#### What is required:
Scan the entries below for the word "lesson". Copy out every line in which it occurs.
───── Provided records
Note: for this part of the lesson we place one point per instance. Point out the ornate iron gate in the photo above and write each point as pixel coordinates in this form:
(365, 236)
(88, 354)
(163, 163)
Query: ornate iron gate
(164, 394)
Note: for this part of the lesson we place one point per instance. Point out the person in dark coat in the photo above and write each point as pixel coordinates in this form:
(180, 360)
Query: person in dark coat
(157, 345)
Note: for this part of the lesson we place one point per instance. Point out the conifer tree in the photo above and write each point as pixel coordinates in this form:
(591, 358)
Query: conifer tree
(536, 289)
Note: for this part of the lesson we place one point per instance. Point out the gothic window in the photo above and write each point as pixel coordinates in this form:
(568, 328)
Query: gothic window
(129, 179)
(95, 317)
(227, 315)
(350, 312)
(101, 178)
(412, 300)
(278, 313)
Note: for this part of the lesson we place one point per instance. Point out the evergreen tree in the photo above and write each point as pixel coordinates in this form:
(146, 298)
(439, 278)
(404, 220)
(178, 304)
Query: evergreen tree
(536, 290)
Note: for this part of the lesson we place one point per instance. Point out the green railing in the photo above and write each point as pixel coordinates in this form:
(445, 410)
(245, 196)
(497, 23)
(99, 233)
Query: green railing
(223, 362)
──────────
#### Written solution:
Note: for this part of the lesson we place one point per instance. Point out the ornate iron gate in the photo above and write each point as pixel coordinates in this form:
Note: for this part of the lesson we place one point per instance. Point out the person in dark coat in the photo above and write each point as pixel coordinates in this form:
Note: for this part of the lesson we place one point per instance. Point out the conifer tree in the photo above and write each point as pixel coordinates in this form:
Note: for this part of the lesson we place one point per instance. Point out the gothic window in the photo above and write each point as pixel coordinates in this form:
Note: for this part of the lesson we place one point per instance. Point out the evergreen tree in the photo above and write each point as pixel coordinates in this form:
Note: for this part of the lesson we place one point per instance. Point out the green railing in the photo above and write each point as pixel coordinates in this form:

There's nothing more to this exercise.